_WORK TO BE COMPLETED:_
Recast the listing below as a two-column CSV with the headers text and points, from the line with "of the driver" to the line with "[[345, 322], [42, 229]]". Give one row for each text and its answer, put each field in quotation marks, and replace line breaks with spaces.

_RECORDS TO USE:_
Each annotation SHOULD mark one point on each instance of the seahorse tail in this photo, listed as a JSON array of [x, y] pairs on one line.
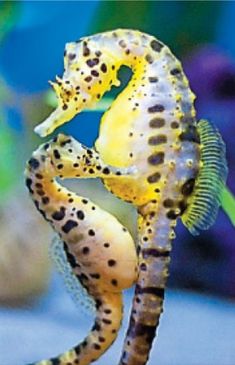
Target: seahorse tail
[[102, 335], [147, 306]]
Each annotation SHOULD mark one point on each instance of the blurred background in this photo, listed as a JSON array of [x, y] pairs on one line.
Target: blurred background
[[38, 318]]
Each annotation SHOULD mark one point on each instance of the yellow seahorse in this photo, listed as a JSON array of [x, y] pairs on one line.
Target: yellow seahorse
[[177, 165], [94, 241]]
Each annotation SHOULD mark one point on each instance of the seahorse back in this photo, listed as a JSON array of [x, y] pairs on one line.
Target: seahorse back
[[204, 203]]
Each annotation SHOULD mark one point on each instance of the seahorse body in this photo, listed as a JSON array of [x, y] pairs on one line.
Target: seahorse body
[[99, 249], [151, 125]]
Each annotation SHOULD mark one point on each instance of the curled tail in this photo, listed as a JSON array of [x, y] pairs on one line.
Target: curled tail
[[99, 250], [154, 257], [102, 335]]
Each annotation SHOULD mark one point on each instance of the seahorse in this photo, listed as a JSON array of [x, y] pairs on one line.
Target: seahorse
[[179, 164], [100, 251]]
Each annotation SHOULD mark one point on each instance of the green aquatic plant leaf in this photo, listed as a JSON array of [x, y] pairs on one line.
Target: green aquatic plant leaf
[[9, 15], [228, 204]]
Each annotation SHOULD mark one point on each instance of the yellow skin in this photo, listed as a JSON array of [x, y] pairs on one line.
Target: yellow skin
[[151, 134]]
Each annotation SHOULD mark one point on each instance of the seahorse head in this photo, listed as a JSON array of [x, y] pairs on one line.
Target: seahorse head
[[89, 70]]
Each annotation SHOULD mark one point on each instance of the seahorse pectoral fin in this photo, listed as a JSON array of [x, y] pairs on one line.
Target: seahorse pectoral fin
[[57, 118], [205, 200], [77, 292]]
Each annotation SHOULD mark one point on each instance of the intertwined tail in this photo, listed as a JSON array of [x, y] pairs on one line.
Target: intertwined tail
[[102, 335], [155, 245]]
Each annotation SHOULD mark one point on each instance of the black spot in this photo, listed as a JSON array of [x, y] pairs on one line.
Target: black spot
[[156, 140], [156, 45], [188, 187], [56, 154], [156, 108], [111, 262], [96, 346], [96, 326], [71, 56], [153, 79], [114, 282], [175, 71], [122, 43], [85, 250], [59, 215], [34, 163], [28, 183], [95, 276], [149, 58], [45, 200], [171, 214], [94, 73], [101, 339], [174, 125], [106, 171], [156, 158], [86, 50], [143, 266], [69, 225], [154, 178], [92, 62], [98, 303], [157, 123], [80, 214], [67, 141], [168, 203], [88, 79]]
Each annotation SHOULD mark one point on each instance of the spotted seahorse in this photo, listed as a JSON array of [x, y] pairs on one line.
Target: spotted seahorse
[[179, 165], [95, 242]]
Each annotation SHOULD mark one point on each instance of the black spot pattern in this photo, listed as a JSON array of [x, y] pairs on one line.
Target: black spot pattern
[[69, 225]]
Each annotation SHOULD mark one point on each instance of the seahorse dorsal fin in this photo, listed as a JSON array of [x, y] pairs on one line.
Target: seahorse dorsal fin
[[205, 200], [74, 287]]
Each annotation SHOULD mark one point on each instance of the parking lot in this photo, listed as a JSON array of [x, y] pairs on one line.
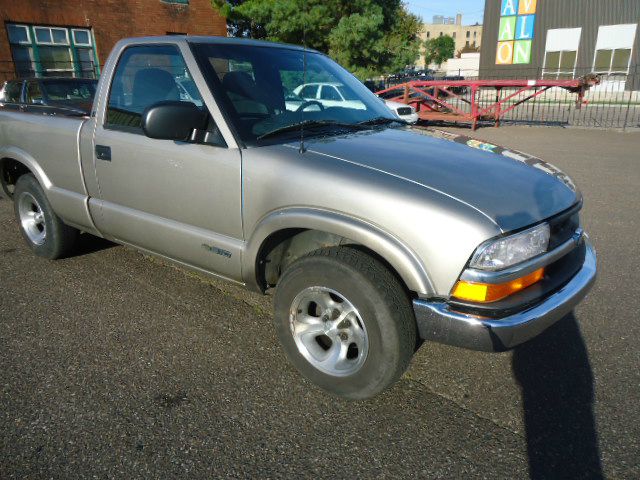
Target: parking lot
[[115, 365]]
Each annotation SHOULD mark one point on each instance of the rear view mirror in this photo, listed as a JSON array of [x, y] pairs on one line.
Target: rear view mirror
[[172, 120]]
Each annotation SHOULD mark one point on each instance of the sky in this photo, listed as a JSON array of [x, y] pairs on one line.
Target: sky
[[471, 10]]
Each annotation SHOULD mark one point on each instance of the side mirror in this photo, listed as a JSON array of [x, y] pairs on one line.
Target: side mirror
[[172, 120]]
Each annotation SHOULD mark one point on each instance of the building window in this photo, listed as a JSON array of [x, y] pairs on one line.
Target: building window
[[44, 51], [613, 49], [561, 53]]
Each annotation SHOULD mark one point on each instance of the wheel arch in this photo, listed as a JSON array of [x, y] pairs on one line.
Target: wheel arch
[[18, 161], [284, 235]]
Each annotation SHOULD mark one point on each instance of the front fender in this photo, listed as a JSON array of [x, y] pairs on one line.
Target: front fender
[[393, 250], [28, 161]]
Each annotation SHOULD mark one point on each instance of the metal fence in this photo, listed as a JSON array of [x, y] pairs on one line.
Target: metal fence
[[613, 104]]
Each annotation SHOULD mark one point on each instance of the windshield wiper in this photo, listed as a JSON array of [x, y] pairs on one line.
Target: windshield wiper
[[382, 121], [310, 124]]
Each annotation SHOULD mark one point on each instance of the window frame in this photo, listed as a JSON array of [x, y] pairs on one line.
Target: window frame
[[26, 29], [80, 44], [610, 70], [559, 71], [619, 31], [20, 85], [52, 42], [138, 130], [36, 48]]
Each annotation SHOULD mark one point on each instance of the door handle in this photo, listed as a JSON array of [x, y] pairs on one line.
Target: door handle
[[103, 153]]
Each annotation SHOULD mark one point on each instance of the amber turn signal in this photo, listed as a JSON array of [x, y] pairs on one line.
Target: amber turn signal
[[487, 292]]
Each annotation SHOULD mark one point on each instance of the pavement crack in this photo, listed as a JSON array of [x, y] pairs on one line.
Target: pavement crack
[[462, 406]]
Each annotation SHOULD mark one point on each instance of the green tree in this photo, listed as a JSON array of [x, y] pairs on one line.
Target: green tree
[[368, 37], [439, 49]]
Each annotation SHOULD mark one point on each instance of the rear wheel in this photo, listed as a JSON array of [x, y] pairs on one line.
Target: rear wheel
[[45, 233], [345, 322]]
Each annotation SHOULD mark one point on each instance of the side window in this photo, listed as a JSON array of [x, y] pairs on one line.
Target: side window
[[309, 91], [329, 92], [34, 93], [146, 75], [11, 92]]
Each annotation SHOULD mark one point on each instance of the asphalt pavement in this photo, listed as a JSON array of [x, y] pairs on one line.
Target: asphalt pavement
[[115, 365]]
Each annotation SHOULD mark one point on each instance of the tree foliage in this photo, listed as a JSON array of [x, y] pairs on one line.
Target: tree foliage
[[438, 50], [368, 37]]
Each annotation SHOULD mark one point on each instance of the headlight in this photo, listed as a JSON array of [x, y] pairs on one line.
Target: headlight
[[503, 252]]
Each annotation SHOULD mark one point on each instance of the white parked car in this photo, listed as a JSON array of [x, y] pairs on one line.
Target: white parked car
[[404, 111], [329, 95]]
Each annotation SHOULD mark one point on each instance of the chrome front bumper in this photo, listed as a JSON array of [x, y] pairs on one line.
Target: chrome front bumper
[[437, 322]]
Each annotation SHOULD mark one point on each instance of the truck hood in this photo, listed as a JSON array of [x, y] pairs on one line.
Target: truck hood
[[511, 188]]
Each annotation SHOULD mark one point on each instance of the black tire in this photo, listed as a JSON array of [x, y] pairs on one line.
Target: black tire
[[383, 306], [58, 239]]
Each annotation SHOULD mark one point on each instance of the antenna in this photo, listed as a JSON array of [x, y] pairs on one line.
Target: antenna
[[304, 69]]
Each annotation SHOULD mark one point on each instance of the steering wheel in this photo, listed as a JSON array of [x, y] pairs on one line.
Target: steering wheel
[[308, 104]]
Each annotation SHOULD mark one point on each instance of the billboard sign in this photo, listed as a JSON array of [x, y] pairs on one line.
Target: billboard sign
[[515, 31]]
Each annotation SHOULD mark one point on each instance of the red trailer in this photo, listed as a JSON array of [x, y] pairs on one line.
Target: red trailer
[[433, 98]]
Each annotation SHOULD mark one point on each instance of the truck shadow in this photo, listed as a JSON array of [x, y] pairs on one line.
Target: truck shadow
[[88, 244], [556, 380]]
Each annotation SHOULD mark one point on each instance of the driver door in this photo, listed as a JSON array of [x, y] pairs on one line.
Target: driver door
[[181, 200]]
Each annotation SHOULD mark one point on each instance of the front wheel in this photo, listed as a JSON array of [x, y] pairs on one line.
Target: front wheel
[[345, 322], [42, 229]]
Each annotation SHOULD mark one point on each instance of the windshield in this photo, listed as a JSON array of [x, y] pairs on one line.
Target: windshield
[[267, 89], [75, 90]]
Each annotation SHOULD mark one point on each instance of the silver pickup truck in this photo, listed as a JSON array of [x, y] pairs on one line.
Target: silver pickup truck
[[373, 235]]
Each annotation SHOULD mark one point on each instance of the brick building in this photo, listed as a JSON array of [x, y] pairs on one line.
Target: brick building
[[74, 37]]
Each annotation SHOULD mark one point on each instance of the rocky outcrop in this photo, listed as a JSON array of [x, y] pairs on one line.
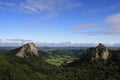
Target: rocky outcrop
[[27, 50], [98, 52]]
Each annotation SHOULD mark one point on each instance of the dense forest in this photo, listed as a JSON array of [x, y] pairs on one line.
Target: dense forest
[[68, 64]]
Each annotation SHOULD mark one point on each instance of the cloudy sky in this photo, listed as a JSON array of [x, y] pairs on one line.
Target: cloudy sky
[[56, 21]]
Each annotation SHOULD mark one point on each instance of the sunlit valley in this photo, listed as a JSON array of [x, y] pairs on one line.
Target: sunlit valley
[[59, 40]]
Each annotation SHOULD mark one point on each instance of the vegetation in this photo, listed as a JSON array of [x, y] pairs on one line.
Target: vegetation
[[38, 68]]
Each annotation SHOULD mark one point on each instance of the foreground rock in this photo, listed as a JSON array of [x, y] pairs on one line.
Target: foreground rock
[[27, 50]]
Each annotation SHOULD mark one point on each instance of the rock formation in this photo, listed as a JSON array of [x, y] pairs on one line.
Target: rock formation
[[99, 52], [27, 50]]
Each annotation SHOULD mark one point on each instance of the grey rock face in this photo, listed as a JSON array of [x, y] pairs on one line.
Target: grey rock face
[[99, 52], [27, 50]]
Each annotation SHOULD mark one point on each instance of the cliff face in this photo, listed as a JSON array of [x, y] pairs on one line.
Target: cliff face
[[99, 52], [27, 50]]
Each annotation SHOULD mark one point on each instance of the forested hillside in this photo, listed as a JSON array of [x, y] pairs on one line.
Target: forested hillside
[[43, 68]]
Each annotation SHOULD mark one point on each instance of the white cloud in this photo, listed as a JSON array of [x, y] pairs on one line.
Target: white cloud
[[113, 22], [111, 25], [46, 8], [84, 26]]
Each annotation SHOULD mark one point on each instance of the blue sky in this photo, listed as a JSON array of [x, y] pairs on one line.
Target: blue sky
[[56, 21]]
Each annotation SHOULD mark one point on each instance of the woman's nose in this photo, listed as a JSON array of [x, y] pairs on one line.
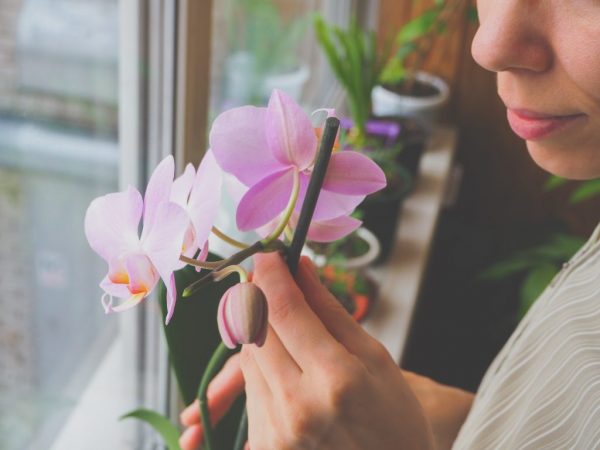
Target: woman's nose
[[511, 36]]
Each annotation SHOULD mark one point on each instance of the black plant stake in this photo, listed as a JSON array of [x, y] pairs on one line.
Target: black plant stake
[[332, 125]]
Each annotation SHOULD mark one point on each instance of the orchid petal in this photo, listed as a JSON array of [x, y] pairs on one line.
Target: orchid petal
[[111, 223], [290, 134], [115, 289], [329, 204], [164, 242], [240, 147], [265, 200], [158, 189], [332, 229], [351, 173], [171, 296], [205, 198], [132, 301], [182, 185], [142, 275]]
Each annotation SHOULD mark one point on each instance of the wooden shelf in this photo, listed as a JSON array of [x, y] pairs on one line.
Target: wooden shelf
[[401, 277]]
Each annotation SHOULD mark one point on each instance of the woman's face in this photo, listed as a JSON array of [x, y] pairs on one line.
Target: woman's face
[[547, 56]]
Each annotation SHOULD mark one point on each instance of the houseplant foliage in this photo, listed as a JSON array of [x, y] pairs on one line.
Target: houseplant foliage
[[539, 264], [287, 191], [405, 89], [357, 63], [415, 41]]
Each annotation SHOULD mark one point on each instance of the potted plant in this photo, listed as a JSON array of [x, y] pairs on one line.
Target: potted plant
[[354, 289], [356, 251], [264, 53], [404, 89], [342, 267], [357, 64]]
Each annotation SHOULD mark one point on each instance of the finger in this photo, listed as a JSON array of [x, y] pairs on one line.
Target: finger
[[333, 315], [256, 385], [191, 438], [276, 364], [222, 391], [299, 329], [259, 399]]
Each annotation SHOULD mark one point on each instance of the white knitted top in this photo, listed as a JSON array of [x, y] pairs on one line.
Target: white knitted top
[[543, 389]]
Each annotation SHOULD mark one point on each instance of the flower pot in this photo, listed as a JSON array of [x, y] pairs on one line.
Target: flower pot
[[343, 254], [424, 108], [291, 83], [354, 289], [245, 83], [381, 212]]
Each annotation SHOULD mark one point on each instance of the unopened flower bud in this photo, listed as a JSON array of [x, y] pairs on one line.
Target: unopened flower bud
[[243, 315]]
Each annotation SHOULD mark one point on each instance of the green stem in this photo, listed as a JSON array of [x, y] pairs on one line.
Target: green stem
[[242, 434], [214, 365], [203, 264], [223, 273], [237, 258], [228, 239], [287, 212]]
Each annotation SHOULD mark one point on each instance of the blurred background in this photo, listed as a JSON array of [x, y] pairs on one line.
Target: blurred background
[[93, 93]]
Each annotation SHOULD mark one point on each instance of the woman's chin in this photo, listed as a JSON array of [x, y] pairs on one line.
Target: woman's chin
[[565, 163]]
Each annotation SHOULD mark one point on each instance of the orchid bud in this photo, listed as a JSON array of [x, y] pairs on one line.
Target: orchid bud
[[243, 315]]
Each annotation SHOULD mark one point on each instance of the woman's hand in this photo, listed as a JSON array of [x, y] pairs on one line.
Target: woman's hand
[[445, 407], [320, 381]]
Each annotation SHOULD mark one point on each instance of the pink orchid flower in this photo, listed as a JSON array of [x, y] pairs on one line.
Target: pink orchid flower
[[199, 193], [328, 230], [270, 149], [172, 224]]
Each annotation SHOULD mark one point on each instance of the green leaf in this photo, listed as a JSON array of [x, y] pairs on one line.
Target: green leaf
[[554, 182], [507, 267], [586, 190], [417, 27], [162, 425], [536, 281], [192, 336]]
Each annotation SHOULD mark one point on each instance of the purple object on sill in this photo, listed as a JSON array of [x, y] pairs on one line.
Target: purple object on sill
[[387, 128]]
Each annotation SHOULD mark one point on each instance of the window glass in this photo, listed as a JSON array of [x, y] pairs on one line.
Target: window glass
[[58, 150], [259, 45]]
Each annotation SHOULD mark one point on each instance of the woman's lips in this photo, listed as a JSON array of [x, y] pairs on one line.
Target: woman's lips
[[530, 125]]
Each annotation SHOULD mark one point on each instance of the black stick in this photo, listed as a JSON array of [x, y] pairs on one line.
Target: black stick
[[312, 192], [308, 208]]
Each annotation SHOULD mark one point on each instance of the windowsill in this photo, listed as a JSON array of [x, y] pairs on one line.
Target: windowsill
[[401, 277], [92, 423]]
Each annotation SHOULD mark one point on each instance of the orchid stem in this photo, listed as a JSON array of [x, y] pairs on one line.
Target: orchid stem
[[228, 239], [202, 264], [312, 192], [224, 273], [214, 365], [232, 260], [289, 209]]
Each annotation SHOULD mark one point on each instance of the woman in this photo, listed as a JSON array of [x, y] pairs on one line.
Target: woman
[[320, 382]]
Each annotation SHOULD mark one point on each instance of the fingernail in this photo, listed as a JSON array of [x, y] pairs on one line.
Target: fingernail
[[311, 268]]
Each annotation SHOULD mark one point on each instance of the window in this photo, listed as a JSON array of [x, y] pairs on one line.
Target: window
[[59, 148], [93, 93]]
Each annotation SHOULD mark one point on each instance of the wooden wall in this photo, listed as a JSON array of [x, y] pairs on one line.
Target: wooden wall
[[502, 186]]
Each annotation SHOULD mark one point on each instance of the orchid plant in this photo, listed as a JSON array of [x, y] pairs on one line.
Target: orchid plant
[[272, 153]]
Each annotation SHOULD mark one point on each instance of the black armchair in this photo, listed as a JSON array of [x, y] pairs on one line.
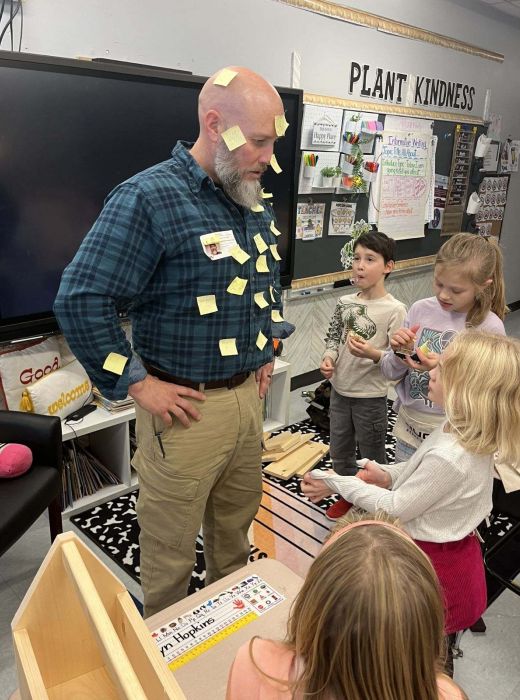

_REPLY:_
text,points
"Each annotation SHOULD mark one point on each instance of the driver door in this photo, listed as a JSON array of [x, y] pairs on one line. Target: driver door","[[181, 200]]"
"Each annotation SHOULD mark one point on each instance of the front wheel in this photo, listed as a JSON array of [x, y] pairs on one line. Target: front wheel","[[345, 322], [42, 229]]"